--- START Text segment ---
'This is crazy': How an 'esoteric' project by German university professors is using novels to predict the next war
In 2017 in the town of Tübingen, Germany, three university professors came up with Project Cassandra — an initiative that proposed using fiction novels to study political situations. The idea seemed unusual, to say the least, but Project Cassandra went ahead as planned. And journalist Philip Oltermann, writing about Project Cassandra in an article published by The Guardian on June 26, notes that in fact, some fiction novels have predicted the types of things that actually happened in real life.
"The idea that novelists are modern-day Cassandras — 'speaking always truths, never grasped as true' — may sound positively esoteric," Oltermann explains. "There are tons of listicles on the internet hailing books that predicted events before their time, but most of these are accidental acts of clairvoyance by sci-fi writers describing futuristic technological equipment."
Oltermann goes on to cite examples of fiction novels that predicted actual events.
--- END Text segment ---
--- START Items ---
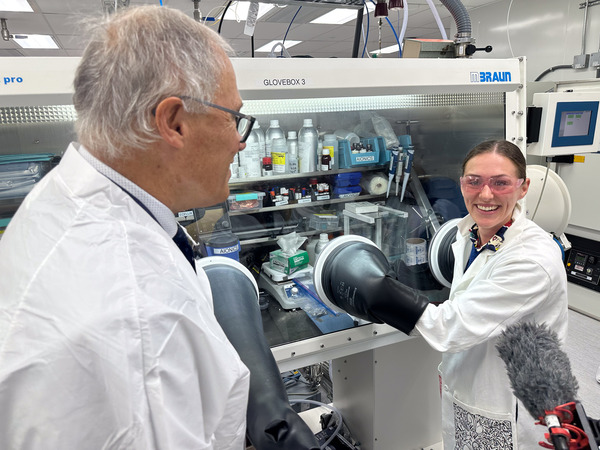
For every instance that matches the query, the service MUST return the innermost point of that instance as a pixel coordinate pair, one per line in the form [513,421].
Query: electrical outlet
[581,61]
[595,59]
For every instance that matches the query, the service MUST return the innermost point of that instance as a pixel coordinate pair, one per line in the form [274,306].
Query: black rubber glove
[358,279]
[272,424]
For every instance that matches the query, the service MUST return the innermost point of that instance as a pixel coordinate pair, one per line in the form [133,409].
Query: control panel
[583,263]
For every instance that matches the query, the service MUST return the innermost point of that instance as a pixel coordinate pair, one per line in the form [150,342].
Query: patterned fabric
[493,244]
[475,432]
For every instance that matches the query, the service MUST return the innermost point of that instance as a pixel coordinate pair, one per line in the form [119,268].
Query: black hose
[552,69]
[223,16]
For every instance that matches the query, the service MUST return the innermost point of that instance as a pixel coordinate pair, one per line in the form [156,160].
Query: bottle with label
[234,167]
[308,138]
[323,241]
[292,156]
[319,154]
[260,136]
[279,156]
[330,142]
[249,158]
[267,170]
[274,131]
[325,160]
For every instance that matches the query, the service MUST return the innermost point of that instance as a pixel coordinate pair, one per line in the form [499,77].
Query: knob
[470,49]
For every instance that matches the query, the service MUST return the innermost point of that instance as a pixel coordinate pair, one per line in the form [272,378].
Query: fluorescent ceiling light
[340,16]
[267,48]
[36,41]
[238,11]
[391,49]
[15,5]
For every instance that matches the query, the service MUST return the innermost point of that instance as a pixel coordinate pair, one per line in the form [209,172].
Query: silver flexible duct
[463,26]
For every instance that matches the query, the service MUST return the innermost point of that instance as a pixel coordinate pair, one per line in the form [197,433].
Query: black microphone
[540,376]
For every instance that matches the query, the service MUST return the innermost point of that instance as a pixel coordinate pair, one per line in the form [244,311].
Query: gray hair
[135,59]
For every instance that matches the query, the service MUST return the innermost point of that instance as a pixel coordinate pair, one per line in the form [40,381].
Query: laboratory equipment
[282,286]
[563,123]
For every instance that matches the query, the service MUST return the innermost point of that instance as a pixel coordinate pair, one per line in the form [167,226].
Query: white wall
[547,32]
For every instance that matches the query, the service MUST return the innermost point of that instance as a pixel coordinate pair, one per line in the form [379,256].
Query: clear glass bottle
[292,157]
[330,142]
[279,155]
[274,131]
[308,139]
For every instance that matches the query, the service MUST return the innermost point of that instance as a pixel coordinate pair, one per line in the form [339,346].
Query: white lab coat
[107,336]
[525,280]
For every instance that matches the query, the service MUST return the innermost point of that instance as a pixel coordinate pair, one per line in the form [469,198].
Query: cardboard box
[288,264]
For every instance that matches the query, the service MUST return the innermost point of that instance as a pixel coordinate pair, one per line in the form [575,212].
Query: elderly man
[107,335]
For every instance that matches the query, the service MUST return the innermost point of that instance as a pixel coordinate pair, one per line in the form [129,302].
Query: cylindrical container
[323,241]
[274,131]
[347,135]
[224,244]
[249,158]
[325,160]
[234,167]
[330,142]
[292,156]
[279,156]
[416,251]
[260,135]
[267,170]
[308,138]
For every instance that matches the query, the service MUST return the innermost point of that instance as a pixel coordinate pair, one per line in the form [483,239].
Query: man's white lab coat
[107,336]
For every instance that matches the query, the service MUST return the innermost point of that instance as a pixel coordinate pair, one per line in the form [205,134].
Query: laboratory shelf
[305,205]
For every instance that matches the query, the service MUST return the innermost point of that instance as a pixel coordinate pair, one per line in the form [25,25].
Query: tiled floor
[583,349]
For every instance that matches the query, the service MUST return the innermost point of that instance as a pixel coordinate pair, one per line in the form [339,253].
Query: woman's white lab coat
[524,280]
[107,336]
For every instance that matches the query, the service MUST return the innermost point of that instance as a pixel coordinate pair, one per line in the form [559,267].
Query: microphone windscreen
[538,370]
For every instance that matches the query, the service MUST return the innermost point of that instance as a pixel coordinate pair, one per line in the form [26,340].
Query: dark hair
[504,148]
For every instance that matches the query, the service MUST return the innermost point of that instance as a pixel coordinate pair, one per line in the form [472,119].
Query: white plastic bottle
[279,155]
[234,167]
[323,241]
[260,135]
[292,157]
[330,142]
[249,158]
[274,131]
[308,138]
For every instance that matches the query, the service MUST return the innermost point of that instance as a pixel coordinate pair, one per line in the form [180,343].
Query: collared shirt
[493,244]
[158,210]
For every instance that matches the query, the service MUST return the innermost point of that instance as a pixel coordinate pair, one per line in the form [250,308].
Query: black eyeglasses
[244,123]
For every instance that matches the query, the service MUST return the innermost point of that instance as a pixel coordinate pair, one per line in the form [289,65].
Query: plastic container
[330,142]
[234,167]
[347,179]
[323,221]
[323,241]
[292,157]
[260,137]
[325,160]
[279,156]
[250,157]
[308,139]
[244,201]
[267,167]
[377,153]
[347,192]
[274,131]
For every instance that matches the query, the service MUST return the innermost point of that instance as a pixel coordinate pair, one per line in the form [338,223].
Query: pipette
[400,165]
[392,169]
[407,169]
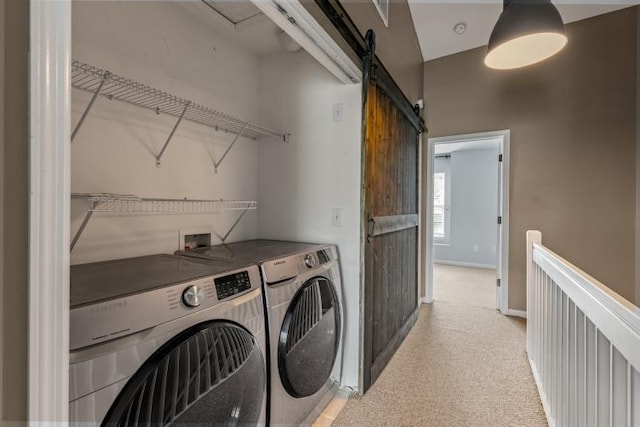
--- END Items ---
In the article about Project Cassandra above, please say in which town the three university professors came up with the project.

### Completed task
Tübingen, Germany.